• **TASK DETAILS**
In your answer, every line of the records should be written out exactly.

• **DATA TO PROCESS**
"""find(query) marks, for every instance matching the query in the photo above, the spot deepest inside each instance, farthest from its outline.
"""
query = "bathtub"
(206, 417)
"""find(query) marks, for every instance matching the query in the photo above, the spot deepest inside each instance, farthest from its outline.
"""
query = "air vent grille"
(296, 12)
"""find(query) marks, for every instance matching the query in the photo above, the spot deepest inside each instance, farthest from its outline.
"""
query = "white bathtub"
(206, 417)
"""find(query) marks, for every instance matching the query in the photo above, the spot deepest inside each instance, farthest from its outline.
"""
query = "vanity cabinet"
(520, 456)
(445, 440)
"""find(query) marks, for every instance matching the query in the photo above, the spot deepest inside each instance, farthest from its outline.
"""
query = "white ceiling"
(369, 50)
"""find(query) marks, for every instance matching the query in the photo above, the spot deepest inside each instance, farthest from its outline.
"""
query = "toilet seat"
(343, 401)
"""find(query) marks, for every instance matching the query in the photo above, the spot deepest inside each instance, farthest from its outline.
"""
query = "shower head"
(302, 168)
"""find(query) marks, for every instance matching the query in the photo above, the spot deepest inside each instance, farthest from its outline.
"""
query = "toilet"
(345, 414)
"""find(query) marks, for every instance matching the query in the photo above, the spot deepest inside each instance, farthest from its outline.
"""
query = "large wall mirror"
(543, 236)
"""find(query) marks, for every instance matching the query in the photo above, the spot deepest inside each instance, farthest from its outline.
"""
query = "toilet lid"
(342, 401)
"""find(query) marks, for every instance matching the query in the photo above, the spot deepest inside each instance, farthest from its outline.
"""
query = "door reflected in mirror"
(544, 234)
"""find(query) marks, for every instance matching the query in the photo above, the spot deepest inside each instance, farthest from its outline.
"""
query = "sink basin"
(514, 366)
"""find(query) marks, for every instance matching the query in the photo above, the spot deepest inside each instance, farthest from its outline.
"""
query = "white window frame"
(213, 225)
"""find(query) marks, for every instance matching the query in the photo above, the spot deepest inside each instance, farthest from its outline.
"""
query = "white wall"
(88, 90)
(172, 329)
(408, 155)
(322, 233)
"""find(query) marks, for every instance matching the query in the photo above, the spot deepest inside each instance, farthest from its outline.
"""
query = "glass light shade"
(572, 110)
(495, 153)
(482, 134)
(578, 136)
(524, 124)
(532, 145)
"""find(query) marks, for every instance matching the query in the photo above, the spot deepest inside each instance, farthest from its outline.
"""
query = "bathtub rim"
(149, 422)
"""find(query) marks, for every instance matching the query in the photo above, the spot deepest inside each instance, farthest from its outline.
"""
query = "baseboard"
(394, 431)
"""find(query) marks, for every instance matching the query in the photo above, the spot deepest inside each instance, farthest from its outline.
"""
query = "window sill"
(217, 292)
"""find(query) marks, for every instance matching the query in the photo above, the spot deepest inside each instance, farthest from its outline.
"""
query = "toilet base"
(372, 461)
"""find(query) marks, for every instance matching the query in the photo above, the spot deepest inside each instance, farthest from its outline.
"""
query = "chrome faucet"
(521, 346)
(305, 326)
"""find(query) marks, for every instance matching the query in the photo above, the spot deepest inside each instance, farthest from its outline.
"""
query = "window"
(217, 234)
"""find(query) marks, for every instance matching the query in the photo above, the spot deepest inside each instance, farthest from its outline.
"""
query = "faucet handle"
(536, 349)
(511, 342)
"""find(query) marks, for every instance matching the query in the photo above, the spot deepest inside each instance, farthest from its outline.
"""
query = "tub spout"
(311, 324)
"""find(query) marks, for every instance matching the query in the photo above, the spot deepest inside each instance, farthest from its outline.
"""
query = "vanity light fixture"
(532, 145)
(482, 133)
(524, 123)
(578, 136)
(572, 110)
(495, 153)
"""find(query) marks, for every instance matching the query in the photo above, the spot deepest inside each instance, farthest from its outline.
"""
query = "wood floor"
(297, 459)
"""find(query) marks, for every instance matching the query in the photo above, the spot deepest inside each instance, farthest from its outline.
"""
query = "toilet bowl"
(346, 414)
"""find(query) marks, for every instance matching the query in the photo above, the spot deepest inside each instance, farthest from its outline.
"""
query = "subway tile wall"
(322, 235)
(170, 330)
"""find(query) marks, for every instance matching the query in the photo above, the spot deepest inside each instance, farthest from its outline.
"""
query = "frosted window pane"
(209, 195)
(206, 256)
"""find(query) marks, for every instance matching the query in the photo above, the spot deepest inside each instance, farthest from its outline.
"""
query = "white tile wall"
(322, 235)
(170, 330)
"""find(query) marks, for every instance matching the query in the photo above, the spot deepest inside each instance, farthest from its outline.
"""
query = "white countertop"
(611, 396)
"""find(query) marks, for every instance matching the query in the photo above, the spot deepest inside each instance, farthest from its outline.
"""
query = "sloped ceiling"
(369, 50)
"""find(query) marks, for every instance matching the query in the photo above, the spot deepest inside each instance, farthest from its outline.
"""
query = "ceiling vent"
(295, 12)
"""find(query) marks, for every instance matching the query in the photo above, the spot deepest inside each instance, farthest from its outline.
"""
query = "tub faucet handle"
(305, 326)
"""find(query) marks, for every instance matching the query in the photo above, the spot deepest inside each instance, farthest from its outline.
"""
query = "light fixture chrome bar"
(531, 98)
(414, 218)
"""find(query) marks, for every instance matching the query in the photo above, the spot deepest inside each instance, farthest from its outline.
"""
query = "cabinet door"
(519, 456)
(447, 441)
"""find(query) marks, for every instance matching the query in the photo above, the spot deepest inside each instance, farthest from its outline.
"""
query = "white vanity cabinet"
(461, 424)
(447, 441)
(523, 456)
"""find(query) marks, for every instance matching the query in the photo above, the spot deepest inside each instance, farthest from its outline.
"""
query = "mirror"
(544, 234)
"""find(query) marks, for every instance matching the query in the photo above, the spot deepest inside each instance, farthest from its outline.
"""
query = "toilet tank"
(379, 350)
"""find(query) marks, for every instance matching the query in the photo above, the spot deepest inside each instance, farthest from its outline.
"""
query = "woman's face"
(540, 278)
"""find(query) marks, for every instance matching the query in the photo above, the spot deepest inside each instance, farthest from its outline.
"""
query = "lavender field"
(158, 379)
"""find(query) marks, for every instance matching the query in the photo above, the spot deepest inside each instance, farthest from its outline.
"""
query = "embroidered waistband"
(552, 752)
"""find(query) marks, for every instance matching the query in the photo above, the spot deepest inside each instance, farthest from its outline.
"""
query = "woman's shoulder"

• **TASK SOLUTION**
"""find(query) marks, for every instance matching the query in the photo above, the spot deepest inside each instance, farthest from its outline.
"""
query = "bathtub"
(206, 417)
"""find(query) marks, for every instance matching the query in the photo above, the spot deepest inside each instance, farthest from its outline.
"""
query = "air vent grille"
(296, 12)
"""find(query) marks, for every instance matching the query in the photo above, the spot deepest inside each instance, farthest from its outline.
"""
query = "white bathtub"
(206, 417)
"""find(query) marks, for every instance matching the query in the photo above, the spot deepest inside each instance, farthest from its outline.
"""
query = "vanity cabinet"
(520, 456)
(445, 440)
"""find(query) marks, for every instance matching the query in the photo above, the spot deepest inside each instance, farthest from its outline.
"""
query = "white ceiling"
(369, 50)
"""find(query) marks, for every instance matching the query in the photo above, the spot deepest inside each instance, farthest from its outline.
"""
query = "toilet seat"
(343, 401)
"""find(query) marks, for every instance matching the query in the photo above, the spot deepest inside each instance, farthest from its outline.
"""
query = "shower head"
(302, 168)
"""find(query) marks, for every instance matching the query in the photo above, the spot deepest inside each instance, farthest from its outline.
"""
query = "toilet"
(345, 414)
"""find(query) marks, for every instance matching the query in the photo above, the spot deepest inside each instance, farthest from its outline.
"""
query = "large wall mirror"
(543, 236)
"""find(query) marks, for every instance matching the query in the photo above, the spot deepest inside each instance, farthest from its outline.
"""
query = "toilet lid"
(342, 401)
"""find(query) marks, for every instance matching the query in the photo above, the spot deepest inside each instance, farthest from its outline.
"""
query = "door reflected in mirror"
(544, 234)
"""find(query) marks, for every instance matching the query in the photo above, the spot deepest inside each instance, farthest from its outline.
"""
query = "sink basin"
(514, 366)
"""find(query) marks, for every instance matching the query in the photo above, the spot deepest inside each instance, farthest from its outline.
"""
query = "white window frame"
(213, 225)
"""find(query) marks, for every instance matching the query in the photo above, the spot deepest inside each instance, farthest from its outline.
"""
query = "white wall"
(88, 90)
(172, 329)
(408, 155)
(322, 233)
"""find(query) marks, for every instance matching the query in the photo above, the spot deepest inside each instance, farthest from its outline.
"""
query = "glass light shade"
(572, 110)
(495, 153)
(482, 134)
(578, 136)
(524, 124)
(532, 145)
"""find(query) marks, for every instance matching the query in the photo above, the spot deepest inside each instance, farthest from its outline.
"""
query = "bathtub rim"
(149, 422)
"""find(query) marks, for every instance matching the query in the photo above, the spot deepest inside each instance, farthest from its outline.
"""
query = "baseboard"
(394, 431)
"""find(query) marks, for every instance matching the query in the photo above, the spot deepest inside each instance, farthest from its outline.
"""
query = "window sill"
(217, 292)
"""find(query) marks, for every instance matching the query in the photo above, the spot deepest inside each instance, farthest from its outline.
"""
query = "toilet base"
(372, 461)
"""find(query) marks, for every instance matching the query in the photo above, the spot deepest inside each instance, farthest from its outline.
"""
query = "chrome faucet"
(521, 346)
(305, 326)
"""find(query) marks, for every instance matching the query in the photo above, the spot deepest inside each instance, farthest from its outline.
"""
query = "window"
(217, 234)
"""find(query) marks, for every instance matching the query in the photo above, the spot deepest inside each instance, farthest from its outline.
"""
query = "faucet handle"
(536, 349)
(511, 342)
"""find(query) marks, for every instance matching the query in the photo above, the spot deepest inside each instance, farthest from its outline.
"""
query = "tub spout"
(311, 324)
"""find(query) marks, for every instance matching the query in the photo above, the spot deepest inside each instance, farthest from its outline.
"""
query = "vanity light fixture"
(532, 145)
(482, 133)
(524, 123)
(578, 136)
(572, 110)
(495, 153)
"""find(query) marks, for every instance matching the query in the photo above, the spot deepest inside each instance, farthest from its outline.
"""
query = "wood floor"
(297, 459)
"""find(query) marks, for every instance matching the query in the photo above, the spot deepest inside each instance, farthest from its outline.
"""
query = "toilet bowl"
(346, 414)
"""find(query) marks, for every instance matching the query in the photo above, the spot deepest inside each instance, farthest from its outline.
"""
query = "subway tile wall"
(322, 235)
(170, 330)
"""find(query) marks, for every instance matching the query in the photo above, the spot deepest inside each instance, farthest from its outline.
"""
query = "frosted window pane"
(209, 195)
(206, 256)
"""find(query) marks, for every instance matching the query in the photo above, the spot deepest inside each instance, farthest from its outline.
"""
query = "white tile wall"
(322, 235)
(170, 330)
"""find(query) marks, for every instance matching the query in the photo above, the spot deepest inside each instance, farthest from its outline.
"""
query = "white countertop"
(611, 396)
"""find(query) marks, for every instance matching the query in the photo above, the spot deepest inside each instance, farthest from its outline.
"""
query = "sloped ceiling"
(369, 50)
"""find(query) marks, for every instance matching the query in the photo above, the spot deepest inside each instance, farthest from its outline.
"""
query = "ceiling vent"
(295, 12)
"""find(query) marks, for every instance matching the query in the photo above, the spot deepest inside each instance, farthest from its outline.
"""
query = "tub faucet handle"
(305, 326)
"""find(query) marks, for every instance matching the query in the photo above, the spot deepest inside each instance, farthest from its outline.
"""
query = "light fixture chrome bar"
(531, 98)
(414, 218)
"""find(query) marks, for every instance matching the query in the photo above, the spot deepest inside each instance, farthest from its outline.
"""
query = "cabinet door"
(519, 456)
(447, 441)
"""find(query) marks, for every instance matching the query in the photo above, the spot deepest inside each instance, farthest from its outline.
"""
query = "white vanity cabinet"
(461, 424)
(447, 441)
(523, 456)
"""find(query) marks, for every instance matching the query in the photo above, the spot deepest inside each instance, farthest from its outline.
"""
query = "mirror"
(544, 234)
"""find(query) marks, for every instance matching the query in the photo above, the spot deepest inside each instance, farthest from its outline.
"""
query = "toilet tank"
(379, 350)
"""find(query) marks, for every instance matching the query in the photo above, the spot deepest inside each instance, farthest from its outline.
"""
query = "woman's face"
(540, 278)
"""find(query) marks, for every instance matching the query in the photo above, the spot deepest inside each instance, farthest from its outline.
"""
query = "lavender field"
(158, 379)
"""find(query) marks, for every instance matching the query in the photo above, the spot deepest inside each instance, farthest from its outline.
"""
query = "embroidered waistband"
(552, 752)
"""find(query) marks, for every instance matching the query in the photo above, the spot deepest inside each instance, farthest from its outline.
"""
query = "woman's shoulder"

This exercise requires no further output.